* [OBJECTIVE]:
Count the lines in the entries below that contain the word "backpack" and reply with that number alone.

* [RECORDED INFORMATION]:
★ ★ ★ ★ ★
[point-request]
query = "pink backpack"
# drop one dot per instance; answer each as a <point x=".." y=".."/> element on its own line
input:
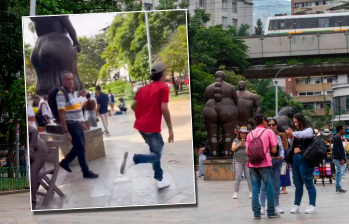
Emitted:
<point x="256" y="152"/>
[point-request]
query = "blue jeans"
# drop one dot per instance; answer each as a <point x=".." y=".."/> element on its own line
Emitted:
<point x="258" y="175"/>
<point x="338" y="174"/>
<point x="303" y="174"/>
<point x="202" y="158"/>
<point x="78" y="150"/>
<point x="276" y="176"/>
<point x="156" y="144"/>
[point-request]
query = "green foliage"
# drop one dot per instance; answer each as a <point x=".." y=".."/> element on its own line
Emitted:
<point x="127" y="41"/>
<point x="176" y="53"/>
<point x="259" y="29"/>
<point x="90" y="60"/>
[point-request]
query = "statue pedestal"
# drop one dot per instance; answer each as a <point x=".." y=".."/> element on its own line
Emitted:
<point x="94" y="144"/>
<point x="219" y="169"/>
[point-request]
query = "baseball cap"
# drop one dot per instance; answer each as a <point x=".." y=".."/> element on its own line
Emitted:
<point x="158" y="67"/>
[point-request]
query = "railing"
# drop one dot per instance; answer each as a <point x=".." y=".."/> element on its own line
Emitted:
<point x="13" y="178"/>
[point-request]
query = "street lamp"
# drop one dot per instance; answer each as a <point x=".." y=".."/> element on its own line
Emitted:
<point x="276" y="90"/>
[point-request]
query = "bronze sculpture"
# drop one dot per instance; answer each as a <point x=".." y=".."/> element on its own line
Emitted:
<point x="249" y="105"/>
<point x="53" y="52"/>
<point x="220" y="111"/>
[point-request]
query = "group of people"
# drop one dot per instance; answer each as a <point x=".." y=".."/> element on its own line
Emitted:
<point x="271" y="172"/>
<point x="150" y="105"/>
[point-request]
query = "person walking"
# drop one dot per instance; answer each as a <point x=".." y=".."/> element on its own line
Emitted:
<point x="276" y="168"/>
<point x="338" y="156"/>
<point x="102" y="108"/>
<point x="90" y="107"/>
<point x="240" y="161"/>
<point x="301" y="170"/>
<point x="261" y="141"/>
<point x="204" y="153"/>
<point x="150" y="104"/>
<point x="111" y="101"/>
<point x="72" y="122"/>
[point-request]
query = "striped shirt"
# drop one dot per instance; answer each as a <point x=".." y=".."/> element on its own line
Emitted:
<point x="72" y="108"/>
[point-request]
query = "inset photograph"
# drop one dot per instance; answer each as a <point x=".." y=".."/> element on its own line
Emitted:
<point x="109" y="113"/>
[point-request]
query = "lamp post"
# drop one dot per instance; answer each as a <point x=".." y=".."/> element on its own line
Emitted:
<point x="32" y="7"/>
<point x="276" y="90"/>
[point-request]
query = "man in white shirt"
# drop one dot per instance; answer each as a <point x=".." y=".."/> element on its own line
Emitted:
<point x="31" y="116"/>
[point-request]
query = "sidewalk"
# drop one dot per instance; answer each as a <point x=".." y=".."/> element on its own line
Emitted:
<point x="215" y="205"/>
<point x="137" y="187"/>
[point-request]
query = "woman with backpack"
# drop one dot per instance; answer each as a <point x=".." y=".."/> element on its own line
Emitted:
<point x="90" y="107"/>
<point x="302" y="172"/>
<point x="203" y="154"/>
<point x="240" y="160"/>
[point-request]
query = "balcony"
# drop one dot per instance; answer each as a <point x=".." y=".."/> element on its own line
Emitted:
★ ★ ★ ★ ★
* [THE COMPLETED TASK]:
2